Task: Print only the line with "Objective — one marker on every instance of the windshield" and the lines after it, ending with the last line of the material, each exactly as it stands.

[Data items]

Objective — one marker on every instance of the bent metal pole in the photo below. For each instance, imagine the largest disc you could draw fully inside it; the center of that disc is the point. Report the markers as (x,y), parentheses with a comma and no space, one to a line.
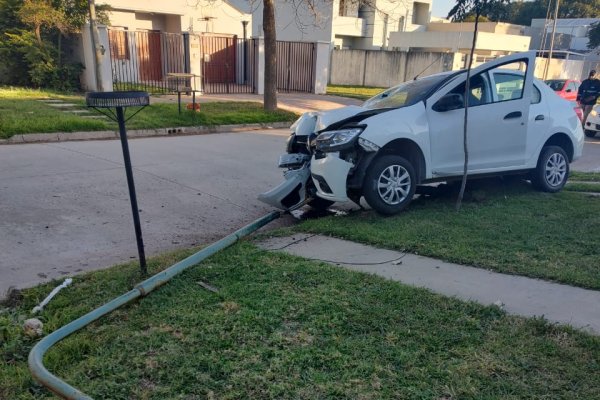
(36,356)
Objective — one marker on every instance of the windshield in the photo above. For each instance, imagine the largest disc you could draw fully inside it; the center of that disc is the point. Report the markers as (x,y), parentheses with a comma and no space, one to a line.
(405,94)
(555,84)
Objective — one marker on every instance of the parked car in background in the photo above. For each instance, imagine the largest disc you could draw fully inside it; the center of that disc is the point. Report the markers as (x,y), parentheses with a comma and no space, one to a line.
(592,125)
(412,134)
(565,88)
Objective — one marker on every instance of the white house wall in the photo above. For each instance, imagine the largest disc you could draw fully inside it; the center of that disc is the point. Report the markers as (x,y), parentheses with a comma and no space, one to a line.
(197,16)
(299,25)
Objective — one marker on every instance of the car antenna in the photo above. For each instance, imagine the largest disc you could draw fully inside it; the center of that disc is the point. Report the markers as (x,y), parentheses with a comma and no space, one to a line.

Exercise solution:
Objective — one marker on every instance of the windshield in the photo above. For each instance, imagine the largest disc you could draw fully inside it; the center of that disc is the point. Report the markers as (x,y), parentheses with a comma and no space, one to a line.
(405,94)
(555,84)
Objective — one marker on every instance of the parked car in background in the photo above. For each instance, imagine the largest disc you could draw fully inside it; the center of that disc is the point. Report the markers as (x,y), parentheses with a comma and no space, one to a line.
(592,125)
(412,134)
(565,88)
Objective — one marker on every instance of the white house wall in the photo above. For each instance, imagine the largest disc you could draw fully inside it; the center of that disc is the point. Report the markers as (x,y), parentheses with a comma and no space, one to a line.
(197,16)
(299,25)
Objective — one marker on every instance of the car antenna in the photo above. For each instance, imagine the largest disc you could draw fully inside it; the center of that disc is the point. Report the markers as (x,y), parentheses with a comma and no space, one to a line.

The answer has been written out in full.